Stated task: Update the lines from the one containing "# segment the mulch" through the end of the lines by replacing "mulch" with "gravel" wherever it occurs. Leave everything else unchanged, and return only those lines.

Source data:
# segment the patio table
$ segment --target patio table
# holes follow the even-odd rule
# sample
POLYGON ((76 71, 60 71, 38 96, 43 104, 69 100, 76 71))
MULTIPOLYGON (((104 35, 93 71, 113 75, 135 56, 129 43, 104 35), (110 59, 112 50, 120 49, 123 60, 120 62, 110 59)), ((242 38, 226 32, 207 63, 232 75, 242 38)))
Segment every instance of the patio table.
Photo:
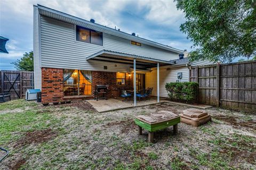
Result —
POLYGON ((138 133, 142 134, 142 128, 148 131, 148 141, 154 141, 154 132, 158 130, 173 126, 174 134, 178 132, 178 124, 180 123, 180 116, 175 113, 161 110, 146 115, 139 115, 135 118, 138 125, 138 133))

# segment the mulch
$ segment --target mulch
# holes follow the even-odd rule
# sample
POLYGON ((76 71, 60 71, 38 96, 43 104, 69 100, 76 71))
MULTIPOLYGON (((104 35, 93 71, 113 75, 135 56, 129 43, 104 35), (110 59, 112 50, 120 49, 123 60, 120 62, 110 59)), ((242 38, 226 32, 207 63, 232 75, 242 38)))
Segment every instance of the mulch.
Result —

Written solution:
# segment the gravel
$ segment --target gravel
# holes follow the even-odd rule
# sample
POLYGON ((76 71, 60 71, 38 96, 43 104, 69 100, 76 71))
MULTIPOLYGON (((104 35, 93 71, 113 75, 135 56, 129 43, 104 35), (110 59, 112 50, 120 49, 123 60, 120 62, 110 59)), ((242 38, 226 32, 207 63, 232 75, 242 38)))
Segment every instance of the gravel.
Result —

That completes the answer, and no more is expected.